## Available records
====
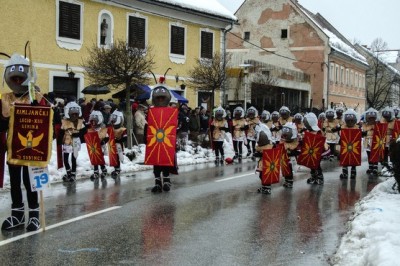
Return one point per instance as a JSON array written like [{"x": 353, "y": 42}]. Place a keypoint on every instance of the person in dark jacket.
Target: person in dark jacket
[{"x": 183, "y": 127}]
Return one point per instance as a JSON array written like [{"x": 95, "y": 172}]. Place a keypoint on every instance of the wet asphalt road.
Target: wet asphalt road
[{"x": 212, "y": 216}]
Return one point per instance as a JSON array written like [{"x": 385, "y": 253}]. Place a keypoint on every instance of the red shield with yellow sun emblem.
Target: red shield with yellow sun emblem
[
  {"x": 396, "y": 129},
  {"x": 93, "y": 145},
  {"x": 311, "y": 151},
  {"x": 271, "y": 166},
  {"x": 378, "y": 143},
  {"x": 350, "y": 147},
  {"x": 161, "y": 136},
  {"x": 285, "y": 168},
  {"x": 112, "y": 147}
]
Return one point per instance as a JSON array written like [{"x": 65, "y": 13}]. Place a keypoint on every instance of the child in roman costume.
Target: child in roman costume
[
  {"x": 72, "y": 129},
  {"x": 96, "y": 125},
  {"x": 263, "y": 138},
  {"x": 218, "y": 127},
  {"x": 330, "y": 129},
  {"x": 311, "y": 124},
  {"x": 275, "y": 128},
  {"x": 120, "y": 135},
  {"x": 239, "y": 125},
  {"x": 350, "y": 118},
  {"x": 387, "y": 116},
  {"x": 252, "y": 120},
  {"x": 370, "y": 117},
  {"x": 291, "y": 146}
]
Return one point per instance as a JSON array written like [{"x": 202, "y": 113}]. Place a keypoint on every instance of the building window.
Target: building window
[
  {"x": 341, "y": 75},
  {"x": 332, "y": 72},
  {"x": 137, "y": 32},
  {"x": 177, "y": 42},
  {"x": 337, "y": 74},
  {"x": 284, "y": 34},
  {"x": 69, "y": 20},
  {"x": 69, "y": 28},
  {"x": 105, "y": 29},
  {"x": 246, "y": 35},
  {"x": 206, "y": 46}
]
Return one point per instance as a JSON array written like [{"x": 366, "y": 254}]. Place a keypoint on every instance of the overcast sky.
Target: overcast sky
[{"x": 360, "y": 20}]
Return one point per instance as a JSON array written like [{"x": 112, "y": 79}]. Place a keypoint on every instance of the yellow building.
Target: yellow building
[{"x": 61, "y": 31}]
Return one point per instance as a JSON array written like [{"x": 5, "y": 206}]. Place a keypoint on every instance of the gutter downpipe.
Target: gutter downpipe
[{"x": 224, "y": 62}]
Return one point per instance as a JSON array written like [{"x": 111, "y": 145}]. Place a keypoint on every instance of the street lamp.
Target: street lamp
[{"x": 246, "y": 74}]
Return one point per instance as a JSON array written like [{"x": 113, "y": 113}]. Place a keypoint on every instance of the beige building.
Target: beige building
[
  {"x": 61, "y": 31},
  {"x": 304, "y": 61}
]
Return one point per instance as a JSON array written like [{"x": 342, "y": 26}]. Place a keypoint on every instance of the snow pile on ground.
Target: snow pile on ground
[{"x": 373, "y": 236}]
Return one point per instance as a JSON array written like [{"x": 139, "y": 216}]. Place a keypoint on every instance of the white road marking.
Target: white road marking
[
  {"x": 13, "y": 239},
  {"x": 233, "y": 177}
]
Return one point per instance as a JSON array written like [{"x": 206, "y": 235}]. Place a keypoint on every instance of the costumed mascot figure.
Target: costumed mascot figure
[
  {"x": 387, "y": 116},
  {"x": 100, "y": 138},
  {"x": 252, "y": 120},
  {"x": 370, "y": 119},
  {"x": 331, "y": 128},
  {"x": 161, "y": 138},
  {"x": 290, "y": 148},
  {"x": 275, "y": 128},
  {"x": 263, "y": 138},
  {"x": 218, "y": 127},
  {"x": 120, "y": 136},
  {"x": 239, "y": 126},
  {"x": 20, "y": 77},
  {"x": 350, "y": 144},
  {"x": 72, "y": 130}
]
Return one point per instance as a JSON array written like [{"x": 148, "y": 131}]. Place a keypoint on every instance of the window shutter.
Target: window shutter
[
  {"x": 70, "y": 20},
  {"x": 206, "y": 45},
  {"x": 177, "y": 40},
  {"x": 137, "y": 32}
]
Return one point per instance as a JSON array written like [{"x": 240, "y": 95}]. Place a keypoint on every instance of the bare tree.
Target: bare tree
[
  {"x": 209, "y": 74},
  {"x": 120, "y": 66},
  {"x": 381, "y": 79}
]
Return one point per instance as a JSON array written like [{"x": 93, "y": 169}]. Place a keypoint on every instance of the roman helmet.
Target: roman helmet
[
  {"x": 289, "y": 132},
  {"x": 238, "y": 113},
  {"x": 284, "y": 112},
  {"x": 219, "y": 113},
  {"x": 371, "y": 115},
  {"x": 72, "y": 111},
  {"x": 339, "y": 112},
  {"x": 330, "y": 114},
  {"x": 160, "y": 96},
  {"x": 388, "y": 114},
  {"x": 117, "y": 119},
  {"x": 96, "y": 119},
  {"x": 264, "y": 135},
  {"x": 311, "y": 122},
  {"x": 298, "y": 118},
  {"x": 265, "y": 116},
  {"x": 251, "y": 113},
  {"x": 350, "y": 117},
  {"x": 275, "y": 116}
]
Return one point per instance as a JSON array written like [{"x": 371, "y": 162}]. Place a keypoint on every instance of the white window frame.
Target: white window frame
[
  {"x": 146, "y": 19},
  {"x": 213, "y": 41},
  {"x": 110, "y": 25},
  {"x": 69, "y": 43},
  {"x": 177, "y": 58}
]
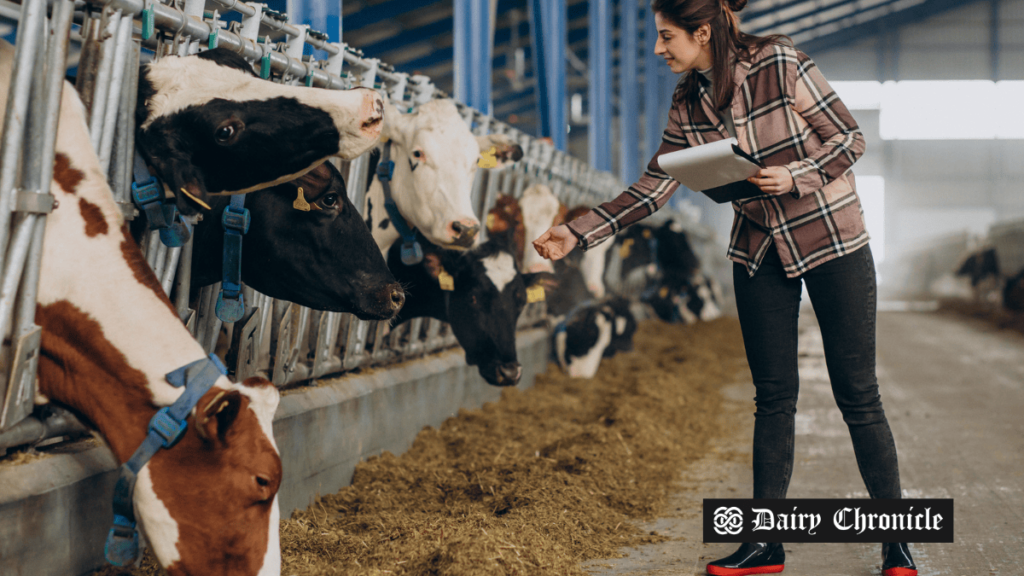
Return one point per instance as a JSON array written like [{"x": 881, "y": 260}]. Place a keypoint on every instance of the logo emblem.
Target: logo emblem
====
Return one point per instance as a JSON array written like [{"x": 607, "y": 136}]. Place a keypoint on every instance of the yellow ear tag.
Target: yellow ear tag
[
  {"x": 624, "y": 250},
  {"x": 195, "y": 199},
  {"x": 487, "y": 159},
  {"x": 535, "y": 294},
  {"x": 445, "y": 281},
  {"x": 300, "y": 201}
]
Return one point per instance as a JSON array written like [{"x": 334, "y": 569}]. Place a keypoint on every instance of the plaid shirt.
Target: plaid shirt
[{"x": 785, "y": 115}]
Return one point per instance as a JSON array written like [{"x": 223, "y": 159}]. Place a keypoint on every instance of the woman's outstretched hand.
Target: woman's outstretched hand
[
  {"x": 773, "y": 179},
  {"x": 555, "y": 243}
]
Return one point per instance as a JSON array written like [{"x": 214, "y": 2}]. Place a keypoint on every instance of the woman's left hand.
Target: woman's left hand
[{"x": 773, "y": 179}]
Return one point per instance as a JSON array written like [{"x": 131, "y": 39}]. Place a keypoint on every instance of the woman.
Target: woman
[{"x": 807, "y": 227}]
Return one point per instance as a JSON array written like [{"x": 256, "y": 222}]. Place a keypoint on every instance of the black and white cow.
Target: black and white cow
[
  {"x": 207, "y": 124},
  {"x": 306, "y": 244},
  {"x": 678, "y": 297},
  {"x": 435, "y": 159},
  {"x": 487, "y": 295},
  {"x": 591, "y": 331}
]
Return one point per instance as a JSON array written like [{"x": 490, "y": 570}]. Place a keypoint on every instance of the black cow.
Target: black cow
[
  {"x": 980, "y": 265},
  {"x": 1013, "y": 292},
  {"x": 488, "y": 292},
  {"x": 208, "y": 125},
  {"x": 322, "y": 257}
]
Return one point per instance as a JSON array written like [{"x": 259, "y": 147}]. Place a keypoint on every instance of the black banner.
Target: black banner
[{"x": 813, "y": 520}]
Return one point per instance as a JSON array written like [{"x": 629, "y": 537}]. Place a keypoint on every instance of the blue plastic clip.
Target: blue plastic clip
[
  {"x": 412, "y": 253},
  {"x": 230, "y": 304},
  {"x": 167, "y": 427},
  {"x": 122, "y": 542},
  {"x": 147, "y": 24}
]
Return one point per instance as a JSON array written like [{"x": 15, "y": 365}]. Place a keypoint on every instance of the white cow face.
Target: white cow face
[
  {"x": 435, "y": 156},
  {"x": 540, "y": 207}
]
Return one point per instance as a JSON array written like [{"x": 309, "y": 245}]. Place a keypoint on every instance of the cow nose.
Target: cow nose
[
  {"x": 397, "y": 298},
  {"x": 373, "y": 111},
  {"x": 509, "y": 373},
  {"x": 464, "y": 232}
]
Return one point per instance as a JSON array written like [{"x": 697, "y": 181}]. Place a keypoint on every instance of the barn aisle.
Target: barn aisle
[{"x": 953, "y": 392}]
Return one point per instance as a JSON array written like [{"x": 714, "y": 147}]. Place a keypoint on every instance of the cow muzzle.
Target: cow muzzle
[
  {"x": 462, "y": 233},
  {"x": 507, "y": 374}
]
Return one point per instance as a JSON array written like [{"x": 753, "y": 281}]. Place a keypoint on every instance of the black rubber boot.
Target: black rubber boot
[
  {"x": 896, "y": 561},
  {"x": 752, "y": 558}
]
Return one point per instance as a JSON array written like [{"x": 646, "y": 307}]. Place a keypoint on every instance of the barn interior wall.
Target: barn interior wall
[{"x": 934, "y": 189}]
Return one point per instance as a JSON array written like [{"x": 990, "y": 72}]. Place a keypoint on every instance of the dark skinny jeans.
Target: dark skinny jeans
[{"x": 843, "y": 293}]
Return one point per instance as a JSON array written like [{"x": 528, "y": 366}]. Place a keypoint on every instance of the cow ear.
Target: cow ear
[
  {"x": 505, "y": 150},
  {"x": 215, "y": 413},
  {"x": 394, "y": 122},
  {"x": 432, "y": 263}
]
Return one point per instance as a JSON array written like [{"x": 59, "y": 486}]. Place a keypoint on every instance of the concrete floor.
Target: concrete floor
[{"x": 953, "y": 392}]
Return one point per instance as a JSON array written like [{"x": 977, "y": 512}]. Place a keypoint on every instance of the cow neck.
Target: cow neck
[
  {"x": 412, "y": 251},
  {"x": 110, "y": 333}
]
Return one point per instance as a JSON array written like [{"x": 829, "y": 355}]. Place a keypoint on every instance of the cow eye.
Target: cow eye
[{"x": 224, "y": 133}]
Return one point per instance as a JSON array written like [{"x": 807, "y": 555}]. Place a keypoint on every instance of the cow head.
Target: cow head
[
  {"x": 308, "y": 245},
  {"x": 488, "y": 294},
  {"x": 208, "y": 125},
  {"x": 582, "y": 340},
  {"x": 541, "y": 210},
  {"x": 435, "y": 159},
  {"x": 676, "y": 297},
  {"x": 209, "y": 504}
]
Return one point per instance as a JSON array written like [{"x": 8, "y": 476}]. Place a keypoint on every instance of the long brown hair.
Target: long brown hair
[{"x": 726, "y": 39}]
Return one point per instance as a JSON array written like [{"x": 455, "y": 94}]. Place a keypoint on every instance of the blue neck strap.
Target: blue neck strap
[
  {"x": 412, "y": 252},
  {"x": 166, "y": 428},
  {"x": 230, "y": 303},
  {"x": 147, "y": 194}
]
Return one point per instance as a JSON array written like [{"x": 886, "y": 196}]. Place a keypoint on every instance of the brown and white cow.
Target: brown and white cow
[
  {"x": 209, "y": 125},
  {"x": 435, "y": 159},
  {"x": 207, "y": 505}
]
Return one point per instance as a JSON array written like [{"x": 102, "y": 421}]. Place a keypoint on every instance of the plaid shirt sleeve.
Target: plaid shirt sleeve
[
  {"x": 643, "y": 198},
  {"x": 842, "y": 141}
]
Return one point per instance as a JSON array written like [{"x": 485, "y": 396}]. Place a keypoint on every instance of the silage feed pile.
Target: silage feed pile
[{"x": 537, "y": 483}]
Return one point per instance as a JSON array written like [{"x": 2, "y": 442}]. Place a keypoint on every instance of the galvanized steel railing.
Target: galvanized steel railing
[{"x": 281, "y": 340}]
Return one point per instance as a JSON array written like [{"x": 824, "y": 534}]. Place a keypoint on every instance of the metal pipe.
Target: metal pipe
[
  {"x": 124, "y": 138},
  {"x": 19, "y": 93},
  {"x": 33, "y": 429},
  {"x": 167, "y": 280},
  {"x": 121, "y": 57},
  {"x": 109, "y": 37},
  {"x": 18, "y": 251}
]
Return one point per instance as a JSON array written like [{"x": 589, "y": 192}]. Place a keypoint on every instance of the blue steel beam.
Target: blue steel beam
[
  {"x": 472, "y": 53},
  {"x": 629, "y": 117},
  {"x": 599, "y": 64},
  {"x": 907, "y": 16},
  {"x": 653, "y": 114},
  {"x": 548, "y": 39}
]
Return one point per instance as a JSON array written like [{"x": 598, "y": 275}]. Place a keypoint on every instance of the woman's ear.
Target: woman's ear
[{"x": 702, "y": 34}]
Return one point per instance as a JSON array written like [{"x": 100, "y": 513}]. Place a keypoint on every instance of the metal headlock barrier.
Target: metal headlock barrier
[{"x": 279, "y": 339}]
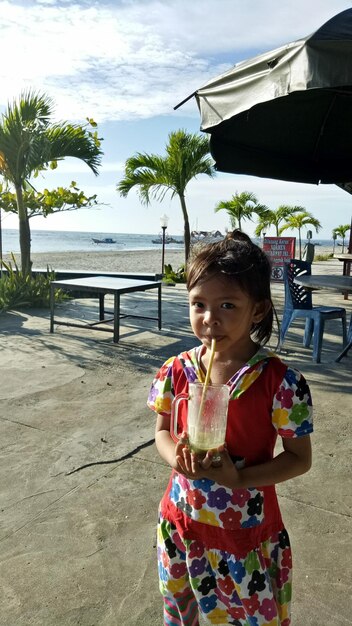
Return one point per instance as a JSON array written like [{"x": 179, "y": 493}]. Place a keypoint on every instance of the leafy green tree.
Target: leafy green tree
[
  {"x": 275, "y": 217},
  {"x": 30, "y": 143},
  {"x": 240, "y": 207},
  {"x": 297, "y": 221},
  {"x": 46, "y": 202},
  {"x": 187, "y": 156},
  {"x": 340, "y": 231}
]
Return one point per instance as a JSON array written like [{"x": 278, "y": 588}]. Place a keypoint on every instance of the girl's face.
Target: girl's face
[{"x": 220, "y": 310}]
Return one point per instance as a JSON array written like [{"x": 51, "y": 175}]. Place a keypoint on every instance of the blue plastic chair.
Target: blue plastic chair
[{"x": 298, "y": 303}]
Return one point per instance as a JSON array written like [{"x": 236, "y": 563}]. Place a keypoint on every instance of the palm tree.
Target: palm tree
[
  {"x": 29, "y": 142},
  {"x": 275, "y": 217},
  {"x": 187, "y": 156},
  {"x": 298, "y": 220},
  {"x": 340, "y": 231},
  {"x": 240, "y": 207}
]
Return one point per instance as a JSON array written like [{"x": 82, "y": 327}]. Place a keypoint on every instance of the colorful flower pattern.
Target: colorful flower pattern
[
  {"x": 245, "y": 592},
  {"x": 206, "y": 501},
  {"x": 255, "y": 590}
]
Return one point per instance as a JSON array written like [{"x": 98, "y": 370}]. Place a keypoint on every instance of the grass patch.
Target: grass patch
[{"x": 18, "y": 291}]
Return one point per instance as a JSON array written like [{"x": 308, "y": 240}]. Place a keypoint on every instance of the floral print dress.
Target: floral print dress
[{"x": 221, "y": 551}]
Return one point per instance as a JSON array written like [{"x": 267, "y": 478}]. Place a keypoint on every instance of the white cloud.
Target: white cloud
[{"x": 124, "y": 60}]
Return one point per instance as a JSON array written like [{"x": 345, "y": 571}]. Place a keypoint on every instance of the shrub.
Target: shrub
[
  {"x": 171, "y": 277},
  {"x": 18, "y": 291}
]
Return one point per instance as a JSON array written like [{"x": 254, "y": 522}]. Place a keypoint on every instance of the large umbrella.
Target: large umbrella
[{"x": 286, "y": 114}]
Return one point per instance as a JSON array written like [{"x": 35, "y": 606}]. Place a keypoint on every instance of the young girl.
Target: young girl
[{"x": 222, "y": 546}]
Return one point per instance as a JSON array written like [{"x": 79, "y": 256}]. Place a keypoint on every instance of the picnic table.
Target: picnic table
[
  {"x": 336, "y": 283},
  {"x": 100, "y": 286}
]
====
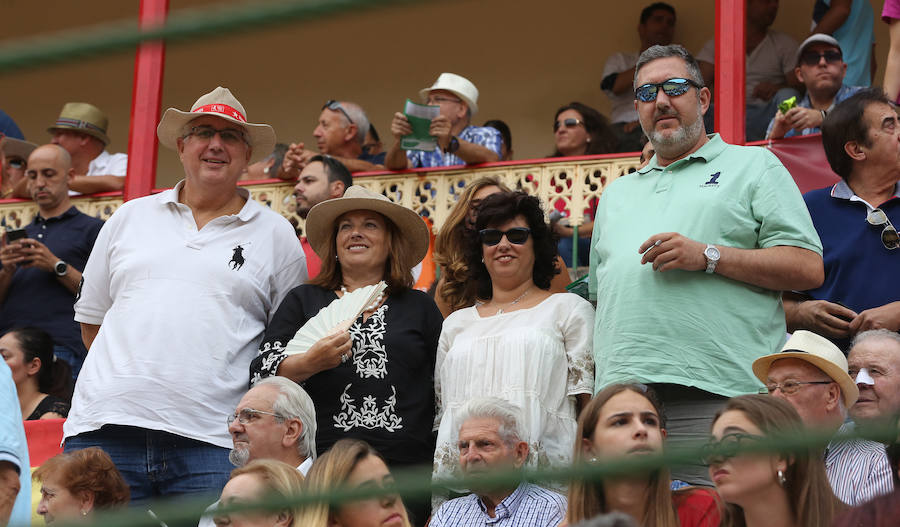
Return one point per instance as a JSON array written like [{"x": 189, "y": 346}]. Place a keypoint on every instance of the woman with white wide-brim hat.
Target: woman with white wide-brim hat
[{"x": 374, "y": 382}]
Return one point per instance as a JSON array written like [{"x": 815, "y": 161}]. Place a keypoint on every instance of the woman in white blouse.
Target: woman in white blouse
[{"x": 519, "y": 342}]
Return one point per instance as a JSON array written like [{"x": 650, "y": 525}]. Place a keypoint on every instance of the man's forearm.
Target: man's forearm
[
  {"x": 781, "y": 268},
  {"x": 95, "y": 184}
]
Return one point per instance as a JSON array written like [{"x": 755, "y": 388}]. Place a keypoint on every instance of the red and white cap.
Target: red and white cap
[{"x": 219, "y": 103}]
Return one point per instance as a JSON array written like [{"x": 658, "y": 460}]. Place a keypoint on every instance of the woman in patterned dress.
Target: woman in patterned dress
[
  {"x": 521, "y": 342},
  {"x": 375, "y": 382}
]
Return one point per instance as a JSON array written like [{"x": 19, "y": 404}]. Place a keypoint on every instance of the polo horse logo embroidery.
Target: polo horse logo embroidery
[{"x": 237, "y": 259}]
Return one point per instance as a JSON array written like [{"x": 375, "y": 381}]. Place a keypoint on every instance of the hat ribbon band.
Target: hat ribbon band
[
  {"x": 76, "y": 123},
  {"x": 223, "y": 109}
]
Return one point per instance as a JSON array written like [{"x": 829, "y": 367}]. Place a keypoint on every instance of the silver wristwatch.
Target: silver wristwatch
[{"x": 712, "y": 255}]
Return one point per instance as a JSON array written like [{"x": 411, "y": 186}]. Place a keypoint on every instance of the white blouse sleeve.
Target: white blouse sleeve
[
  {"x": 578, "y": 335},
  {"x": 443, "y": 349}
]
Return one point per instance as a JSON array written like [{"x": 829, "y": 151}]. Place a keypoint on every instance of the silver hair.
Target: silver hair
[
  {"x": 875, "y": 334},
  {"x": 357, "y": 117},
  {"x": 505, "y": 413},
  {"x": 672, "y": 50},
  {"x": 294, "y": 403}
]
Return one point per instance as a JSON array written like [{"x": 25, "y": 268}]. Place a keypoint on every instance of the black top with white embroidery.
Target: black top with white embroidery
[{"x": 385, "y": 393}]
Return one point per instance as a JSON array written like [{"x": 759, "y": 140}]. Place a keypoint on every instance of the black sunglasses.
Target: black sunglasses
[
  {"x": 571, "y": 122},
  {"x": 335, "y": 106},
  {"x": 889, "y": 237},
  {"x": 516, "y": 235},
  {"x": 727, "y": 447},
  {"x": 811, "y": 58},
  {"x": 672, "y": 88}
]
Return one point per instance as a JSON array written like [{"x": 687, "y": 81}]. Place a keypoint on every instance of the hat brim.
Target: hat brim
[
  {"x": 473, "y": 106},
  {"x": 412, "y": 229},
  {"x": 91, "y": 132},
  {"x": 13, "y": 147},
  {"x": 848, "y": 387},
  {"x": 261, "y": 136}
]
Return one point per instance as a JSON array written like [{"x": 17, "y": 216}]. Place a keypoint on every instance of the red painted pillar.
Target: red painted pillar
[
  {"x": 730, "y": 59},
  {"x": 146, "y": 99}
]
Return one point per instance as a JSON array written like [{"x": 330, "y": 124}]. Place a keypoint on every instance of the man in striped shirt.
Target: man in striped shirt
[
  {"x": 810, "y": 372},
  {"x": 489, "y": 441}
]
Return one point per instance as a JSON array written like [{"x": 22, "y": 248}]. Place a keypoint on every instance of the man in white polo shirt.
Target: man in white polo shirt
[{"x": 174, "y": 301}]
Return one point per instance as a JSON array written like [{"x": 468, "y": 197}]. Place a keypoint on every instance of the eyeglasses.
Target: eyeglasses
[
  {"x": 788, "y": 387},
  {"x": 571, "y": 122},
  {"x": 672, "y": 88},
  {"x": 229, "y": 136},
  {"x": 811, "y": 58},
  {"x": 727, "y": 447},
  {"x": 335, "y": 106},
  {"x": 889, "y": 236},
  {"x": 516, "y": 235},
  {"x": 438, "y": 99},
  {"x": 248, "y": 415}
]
====
## Work to be completed
Pull out every line of the entries above that contains the word "asphalt", copying each one in full.

## Exercise result
Return one point per instance as a JSON array written like [{"x": 95, "y": 172}]. Place a keypoint on every instance of the wet asphalt road.
Target: wet asphalt road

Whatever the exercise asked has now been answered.